**Exercise requirements**
Copy out word for word the passage of the m4mining article below that starts at "A groundbreaking EU" and ends after "major environmental concerns.".

**Selected extract**

A groundbreaking EU Horizon Europe-funded project called m4mining will pioneer cutting-edge Earth Observation (EO) technologies to improve sustainability in mining critical raw materials.
Mining is essential for acquiring critical raw materials required to power the green energy transition. These materials are used in various technologies, from electric vehicles (EVs) to wind turbines. However, the extraction process and long-term effects of mining sites’ waste materials create major environmental concerns.
Spearheaded by NORCE, the m4mining project will innovate drone and satellite-based methods for rapid mapping, analysis and visualisation of active and inactive mining site data to make mining critical raw materials more sustainable, reducing waste and boosting environmental management.
Various mining stakeholders from the EU and Australia will be involved in the project, with case studies including the Bauxite aluminium mine in Greece, Copper-Gold mine waste sites in the Republic of Cyprus, and several mines and legacy sites for Copper, Gold and Rare Earth Elements in Australia.
Simon Buckley, a principal researcher at NORCE and scientific coordinator for the project, commented: “We want to make the extraction and site management process more efficient and environmentally sustainable. We already have some of the main technology building blocks required and a really strong consortium that has worked on hardware, software and sustainable mining research for many years.
“We will develop the technology further to achieve real-time monitoring. There are still several technical and scientific challenges to be solved – the hardware and software, new algorithms, and making it safe, fast, and robust enough to work in challenging operational environments. No available solution is currently delivering real-time results, so m4mining aims to provide a step-change for future commercial solutions and best practices.”
Friederike Koerting, a principal researcher from Norsk Elektro Optikk AS, one of the project’s partners, said: “Having key partners in the consortium throughout the whole processing chain is our biggest strength. We will be able to cover all bases, from collecting high-quality drone-based hyperspectral data ready to be analysed and validated by our renowned university and research institutes to comparing these datasets to lower-resolution satellite images from sites worldwide.”
The demand for critical raw materials is growing globally
Global electrification will be key to facilitating the green transition. This paradigm shift in energy will mean that the demand for critical raw materials will increase significantly to manufacture technologies such as EVs, batteries, wind turbines, and electrical components. However, within Europe, critical raw materials are a finite resource, and the transition will take much longer if these demands are not met.

**Data extract**

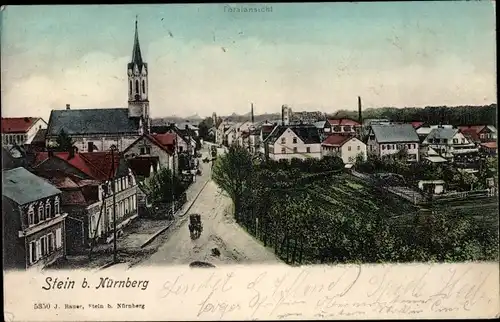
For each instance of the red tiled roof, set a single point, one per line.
(490, 145)
(336, 140)
(95, 164)
(17, 124)
(476, 128)
(142, 165)
(73, 198)
(165, 139)
(416, 124)
(470, 132)
(343, 122)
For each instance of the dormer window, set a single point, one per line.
(48, 209)
(40, 213)
(31, 215)
(56, 206)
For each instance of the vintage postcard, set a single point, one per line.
(280, 161)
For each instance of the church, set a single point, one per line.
(101, 129)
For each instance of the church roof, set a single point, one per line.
(92, 121)
(136, 51)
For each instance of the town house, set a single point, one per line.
(20, 130)
(85, 180)
(294, 141)
(33, 225)
(342, 126)
(157, 146)
(449, 142)
(346, 147)
(388, 140)
(483, 133)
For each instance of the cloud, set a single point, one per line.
(188, 77)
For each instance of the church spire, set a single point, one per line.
(136, 51)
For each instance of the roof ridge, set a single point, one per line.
(93, 165)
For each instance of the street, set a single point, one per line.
(235, 245)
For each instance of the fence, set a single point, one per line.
(164, 210)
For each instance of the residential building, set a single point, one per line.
(342, 126)
(20, 130)
(33, 223)
(425, 129)
(102, 129)
(490, 148)
(346, 147)
(484, 133)
(161, 146)
(220, 137)
(387, 140)
(294, 141)
(86, 181)
(195, 131)
(449, 142)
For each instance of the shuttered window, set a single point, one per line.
(58, 238)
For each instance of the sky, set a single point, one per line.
(206, 58)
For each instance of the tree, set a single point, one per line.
(63, 142)
(231, 173)
(163, 186)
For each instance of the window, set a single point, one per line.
(40, 213)
(31, 215)
(56, 206)
(38, 249)
(58, 238)
(45, 248)
(47, 209)
(51, 242)
(32, 252)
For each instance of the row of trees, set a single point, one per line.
(308, 215)
(413, 172)
(457, 115)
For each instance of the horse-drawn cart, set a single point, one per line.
(195, 226)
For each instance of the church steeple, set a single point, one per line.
(137, 70)
(136, 51)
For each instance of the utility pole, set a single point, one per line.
(115, 257)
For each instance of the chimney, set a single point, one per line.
(253, 118)
(71, 153)
(360, 116)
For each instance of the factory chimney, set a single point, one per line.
(360, 116)
(251, 111)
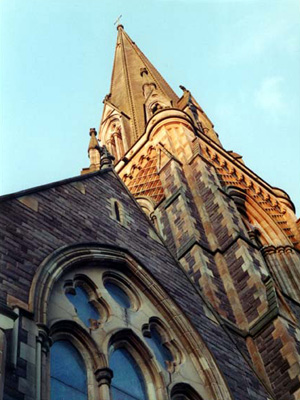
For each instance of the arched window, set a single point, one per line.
(154, 340)
(183, 391)
(128, 382)
(86, 311)
(68, 372)
(117, 294)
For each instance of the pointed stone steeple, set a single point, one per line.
(133, 78)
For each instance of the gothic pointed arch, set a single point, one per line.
(77, 257)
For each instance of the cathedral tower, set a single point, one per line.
(236, 236)
(167, 271)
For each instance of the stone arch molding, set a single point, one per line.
(68, 257)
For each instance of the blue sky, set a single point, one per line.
(240, 59)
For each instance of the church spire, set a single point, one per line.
(131, 71)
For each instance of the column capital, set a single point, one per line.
(104, 376)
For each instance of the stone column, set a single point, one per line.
(7, 319)
(43, 343)
(103, 378)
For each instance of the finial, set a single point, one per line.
(93, 141)
(117, 22)
(106, 160)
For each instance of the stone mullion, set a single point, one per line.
(103, 377)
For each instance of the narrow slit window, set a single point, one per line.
(85, 310)
(128, 381)
(117, 211)
(68, 372)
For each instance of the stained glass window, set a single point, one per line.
(85, 310)
(117, 294)
(161, 352)
(68, 373)
(128, 382)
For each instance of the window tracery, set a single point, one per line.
(120, 337)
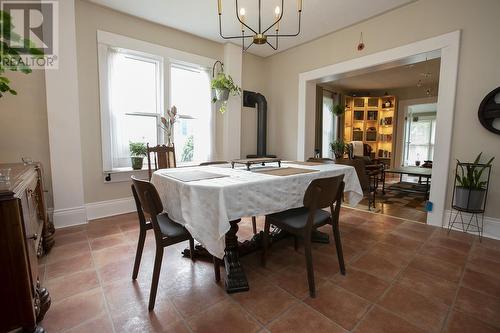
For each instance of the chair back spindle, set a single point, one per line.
(163, 158)
(149, 202)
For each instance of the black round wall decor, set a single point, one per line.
(489, 111)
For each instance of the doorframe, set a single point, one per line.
(448, 45)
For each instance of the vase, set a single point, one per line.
(469, 199)
(222, 94)
(169, 140)
(137, 162)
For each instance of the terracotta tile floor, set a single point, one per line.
(401, 277)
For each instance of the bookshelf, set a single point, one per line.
(373, 121)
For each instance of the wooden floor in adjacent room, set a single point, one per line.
(401, 277)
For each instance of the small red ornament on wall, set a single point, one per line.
(361, 44)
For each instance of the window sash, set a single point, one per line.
(166, 57)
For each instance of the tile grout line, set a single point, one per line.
(106, 305)
(391, 285)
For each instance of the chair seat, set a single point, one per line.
(170, 228)
(297, 218)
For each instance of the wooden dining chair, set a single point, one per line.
(368, 179)
(163, 158)
(254, 219)
(166, 232)
(300, 222)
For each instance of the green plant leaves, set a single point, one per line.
(138, 149)
(470, 175)
(11, 56)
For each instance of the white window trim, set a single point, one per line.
(167, 55)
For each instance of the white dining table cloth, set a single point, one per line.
(205, 207)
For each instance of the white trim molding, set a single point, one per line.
(63, 115)
(447, 46)
(68, 217)
(491, 226)
(97, 210)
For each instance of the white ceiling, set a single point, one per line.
(199, 17)
(393, 78)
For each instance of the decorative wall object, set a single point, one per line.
(489, 111)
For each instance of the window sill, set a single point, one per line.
(120, 175)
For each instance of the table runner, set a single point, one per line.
(205, 207)
(191, 175)
(284, 171)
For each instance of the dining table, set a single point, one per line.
(209, 201)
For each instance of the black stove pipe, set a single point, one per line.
(252, 99)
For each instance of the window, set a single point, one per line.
(329, 125)
(421, 144)
(138, 82)
(135, 100)
(190, 93)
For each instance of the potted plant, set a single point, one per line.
(138, 151)
(471, 189)
(167, 124)
(224, 86)
(338, 147)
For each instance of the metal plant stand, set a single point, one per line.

**Solution**
A groundbreaking EU Horizon Europe-funded project called m4mining will pioneer cutting-edge Earth Observation (EO) technologies to improve sustainability in mining critical raw materials.
Mining is essential for acquiring critical raw materials required to power the green energy transition. These materials are used in various technologies, from electric vehicles (EVs) to wind turbines. However, the extraction process and long-term effects of mining sites’ waste materials create major environmental concerns.